INSTRUCTION |
The data below is to be returned in full and exactly.

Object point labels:
_ _ _ _ _
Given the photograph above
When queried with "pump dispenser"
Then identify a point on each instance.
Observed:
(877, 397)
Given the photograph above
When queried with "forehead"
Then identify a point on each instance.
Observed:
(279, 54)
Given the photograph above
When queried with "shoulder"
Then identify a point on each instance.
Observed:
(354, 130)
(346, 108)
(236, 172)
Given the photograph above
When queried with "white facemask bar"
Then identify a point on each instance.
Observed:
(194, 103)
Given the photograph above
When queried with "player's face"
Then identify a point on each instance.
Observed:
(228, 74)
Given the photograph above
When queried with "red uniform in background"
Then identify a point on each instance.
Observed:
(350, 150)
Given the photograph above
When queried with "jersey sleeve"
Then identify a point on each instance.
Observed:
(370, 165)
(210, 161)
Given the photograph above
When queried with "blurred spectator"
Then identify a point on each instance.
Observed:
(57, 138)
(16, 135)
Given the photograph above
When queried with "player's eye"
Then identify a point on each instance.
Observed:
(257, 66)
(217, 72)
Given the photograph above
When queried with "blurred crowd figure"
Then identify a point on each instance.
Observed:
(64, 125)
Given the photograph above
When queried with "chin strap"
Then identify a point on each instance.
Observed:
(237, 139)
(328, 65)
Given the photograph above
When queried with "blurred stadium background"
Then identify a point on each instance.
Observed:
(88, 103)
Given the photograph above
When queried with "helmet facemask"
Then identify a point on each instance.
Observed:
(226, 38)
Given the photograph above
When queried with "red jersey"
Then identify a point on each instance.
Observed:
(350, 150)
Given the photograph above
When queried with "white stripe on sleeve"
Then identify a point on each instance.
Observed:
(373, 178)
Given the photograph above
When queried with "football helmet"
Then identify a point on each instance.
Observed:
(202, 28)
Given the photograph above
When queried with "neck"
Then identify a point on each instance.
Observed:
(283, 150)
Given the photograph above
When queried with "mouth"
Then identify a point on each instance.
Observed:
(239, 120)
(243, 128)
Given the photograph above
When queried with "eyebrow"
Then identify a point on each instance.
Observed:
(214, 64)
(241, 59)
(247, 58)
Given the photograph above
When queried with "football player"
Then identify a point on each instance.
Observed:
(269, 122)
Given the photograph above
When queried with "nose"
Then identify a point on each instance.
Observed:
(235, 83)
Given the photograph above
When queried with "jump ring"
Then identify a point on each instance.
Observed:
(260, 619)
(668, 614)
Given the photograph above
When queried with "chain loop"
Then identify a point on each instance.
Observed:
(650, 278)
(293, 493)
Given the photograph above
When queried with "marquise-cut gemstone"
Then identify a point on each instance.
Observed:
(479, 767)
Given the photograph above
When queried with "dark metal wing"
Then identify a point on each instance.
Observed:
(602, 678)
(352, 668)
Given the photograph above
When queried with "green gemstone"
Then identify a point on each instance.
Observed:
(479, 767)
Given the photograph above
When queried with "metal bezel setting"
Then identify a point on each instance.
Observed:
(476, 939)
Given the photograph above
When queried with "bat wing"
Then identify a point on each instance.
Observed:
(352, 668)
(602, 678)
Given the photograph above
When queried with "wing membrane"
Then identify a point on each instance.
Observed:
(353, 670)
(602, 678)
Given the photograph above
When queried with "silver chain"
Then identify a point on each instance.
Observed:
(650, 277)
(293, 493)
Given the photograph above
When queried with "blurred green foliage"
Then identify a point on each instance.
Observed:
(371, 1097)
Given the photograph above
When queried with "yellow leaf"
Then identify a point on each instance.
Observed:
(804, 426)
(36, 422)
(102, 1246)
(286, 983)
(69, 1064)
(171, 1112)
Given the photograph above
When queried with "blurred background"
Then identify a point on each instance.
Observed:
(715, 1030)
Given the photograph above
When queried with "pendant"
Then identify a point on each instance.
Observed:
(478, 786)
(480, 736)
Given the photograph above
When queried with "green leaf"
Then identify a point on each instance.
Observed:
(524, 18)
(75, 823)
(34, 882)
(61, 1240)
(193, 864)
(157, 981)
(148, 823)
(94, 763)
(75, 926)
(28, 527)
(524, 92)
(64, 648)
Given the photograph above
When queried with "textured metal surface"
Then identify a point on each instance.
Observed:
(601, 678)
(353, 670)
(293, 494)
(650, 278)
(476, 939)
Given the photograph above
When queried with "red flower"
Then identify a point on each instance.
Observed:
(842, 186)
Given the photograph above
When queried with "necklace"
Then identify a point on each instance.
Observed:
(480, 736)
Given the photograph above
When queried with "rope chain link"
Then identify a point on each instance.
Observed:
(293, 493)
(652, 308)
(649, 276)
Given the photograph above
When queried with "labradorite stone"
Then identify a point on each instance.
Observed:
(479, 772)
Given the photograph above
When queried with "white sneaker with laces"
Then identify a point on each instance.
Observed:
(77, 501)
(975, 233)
_ _ _ _ _
RESPONSE TO THIS EXERCISE |
Given the photograph above
When queried with "pump dispenser"
Then identify a point on each instance.
Observed:
(877, 397)
Given the photograph above
When queried with "forehead"
Then identify a point on each instance.
Observed:
(279, 54)
Given the photograph above
When queried with "shoulder"
Then identify a point on each instance.
Observed:
(354, 130)
(346, 108)
(236, 172)
Given the photograph above
When queried with "white facemask bar"
Then identify a point on each instance.
Observed:
(194, 103)
Given the photograph above
When queried with "player's face"
Then identify a point on each instance.
Observed:
(228, 74)
Given the photograph above
When queried with "red uniform in background"
Then identify a point on each instance.
Observed:
(350, 150)
Given the photograph above
When queried with "jersey sleeve"
Then identify a point on each instance.
Observed:
(370, 165)
(210, 161)
Given the photograph above
When queried with "blurred spectator"
Then identify a point on each instance.
Observed:
(57, 138)
(16, 135)
Given the photograph above
When queried with "player's eye"
Then identify a point on each instance.
Observed:
(257, 66)
(217, 72)
Given the photograph above
When queried with "blurred crowd figure"
Then identify a point on each instance.
Observed:
(64, 125)
Given the photograph above
When queried with "chin strap"
Then identify a point on each instance.
Observed:
(237, 139)
(328, 65)
Given the photograph above
When queried with "blurred stadium background"
Then identify a point on each instance.
Observed:
(88, 103)
Given the photograph above
When queried with "helmet facemask"
Then identify a point on each instance.
Observed:
(226, 38)
Given the photograph above
When queried with "red jersey"
Then identify a point on each instance.
Observed:
(350, 150)
Given the photograph above
When queried with "white stripe on sleeve"
Then identify a point on each instance.
Observed:
(373, 178)
Given the photograph above
When queried with "football helmet"
Then identify a point on each instance.
Observed:
(202, 28)
Given the photograph above
When queried with "neck"
Then identify a point on each instance.
Observed:
(283, 150)
Given the photograph above
When queried with "mouth"
Then identify a point on each instance.
Observed:
(239, 120)
(243, 128)
Given the photograph above
When queried with "eyebrow"
Then identify a point on each instance.
Observed:
(214, 64)
(241, 59)
(247, 58)
Given the photograph above
When queried with "football player"
Then identify a point on each instance.
Observed:
(269, 122)
Given the photograph above
When queried with "nose"
Then identify a point on each instance.
Observed:
(235, 83)
Given the photograph above
When queried with "jump ring"
Then identify a point on each instance.
Observed:
(260, 619)
(668, 614)
Given the photograph above
When queried with "chain loop"
Then identify a point on each instance.
Observed:
(650, 278)
(293, 493)
Given the photograph above
When queried with "marquise-cut gemstone"
Then identify a point on each instance.
Observed:
(479, 767)
Given the photograph above
When queried with "dark metal wing"
Then identify a point on each instance.
Observed:
(602, 678)
(352, 668)
Given the photograph above
When queried with "green gemstone"
Then identify a point on each instance.
Observed:
(479, 767)
Given the photograph above
When queried with "metal bezel setting"
Then identify a point on each instance.
Observed:
(476, 939)
Given the photograph above
When queried with "bat wing"
Then identify a point on each instance.
Observed:
(352, 668)
(602, 678)
Given the photograph above
When queried with "wing membrane"
Then identify a point on each instance.
Observed:
(353, 670)
(602, 678)
Given the photograph above
When queried with "silver chain"
Then identify a point on each instance.
Observed:
(650, 277)
(293, 493)
Given the photograph above
When queried with "blurred green foliage"
Then identify a point on each instance.
Observed:
(371, 1097)
Given the photograph above
When queried with "yellow leaf"
Then identify a point on each instance.
Observed:
(804, 426)
(36, 422)
(102, 1246)
(286, 983)
(69, 1064)
(171, 1112)
Given the photograph above
When queried with "blurred background"
Then identify a point on each instance.
Observed:
(715, 1030)
Given the photograph above
When queried with "pendant"
Then identify a point on each instance.
Observed:
(478, 786)
(480, 736)
Given the photograph above
When queried with "green leaf"
Then identify a point on each instance.
Observed:
(524, 18)
(75, 823)
(34, 882)
(61, 1240)
(193, 864)
(157, 981)
(148, 823)
(94, 763)
(75, 926)
(28, 527)
(524, 92)
(64, 648)
Given the photograph above
When queried with "textured metal surface"
Then identify a point on each instance.
Observed:
(601, 678)
(353, 670)
(293, 494)
(650, 278)
(476, 939)
Given the photograph above
When queried with "red flower"
Then identify a point on each instance.
Observed:
(842, 186)
Given the photograph above
When queried with "necklace"
Then identify a point on each instance.
Observed:
(480, 736)
Given the photograph above
When queried with "rope chain link"
Then identify a point on each instance.
Observed:
(293, 493)
(652, 308)
(649, 276)
Given the photograph above
When queried with "labradorite stone"
Then identify a point on each instance.
Observed:
(479, 772)
Given the photograph above
When queried with "white sneaker with laces"
Then identify a point on each instance.
Observed:
(77, 501)
(975, 233)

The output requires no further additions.